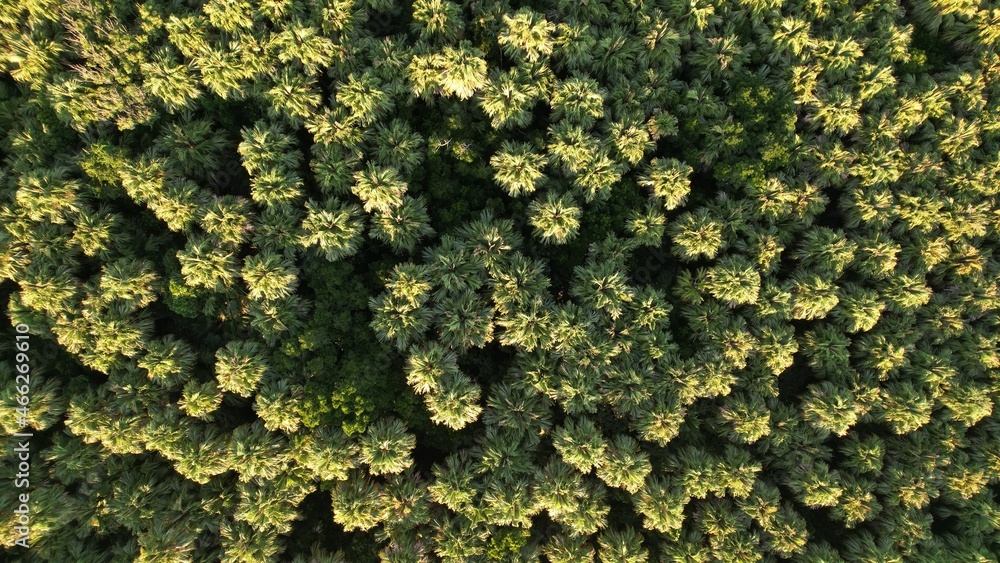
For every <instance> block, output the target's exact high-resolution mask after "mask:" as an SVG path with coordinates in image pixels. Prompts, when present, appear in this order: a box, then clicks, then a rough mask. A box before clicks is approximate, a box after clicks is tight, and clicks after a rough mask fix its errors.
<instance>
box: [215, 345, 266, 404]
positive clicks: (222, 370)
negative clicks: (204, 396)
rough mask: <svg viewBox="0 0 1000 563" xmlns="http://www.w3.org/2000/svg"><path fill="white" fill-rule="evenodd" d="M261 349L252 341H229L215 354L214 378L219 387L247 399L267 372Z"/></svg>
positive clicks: (263, 353) (263, 350)
mask: <svg viewBox="0 0 1000 563" xmlns="http://www.w3.org/2000/svg"><path fill="white" fill-rule="evenodd" d="M267 370H268V366H267V360H266V354H265V351H264V349H263V347H262V346H261V345H260V344H259V343H258V342H254V341H252V340H231V341H230V342H229V343H227V344H226V345H225V346H224V347H222V348H219V349H218V350H216V352H215V376H216V379H218V381H219V387H220V388H221V389H222V390H223V391H228V392H231V393H235V394H237V395H240V396H241V397H249V396H250V395H251V394H253V392H254V391H255V390H256V389H257V385H258V384H259V383H260V380H261V378H263V377H264V374H265V373H266V372H267Z"/></svg>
------------------------------------------------------------------------
In the entries above, please find the line with "negative clicks: (204, 396)" and the line with "rough mask: <svg", then write out exactly those two lines and every line between them, and nothing more.

negative clicks: (204, 396)
rough mask: <svg viewBox="0 0 1000 563" xmlns="http://www.w3.org/2000/svg"><path fill="white" fill-rule="evenodd" d="M261 349L252 341H229L215 354L214 378L219 387L247 399L267 372Z"/></svg>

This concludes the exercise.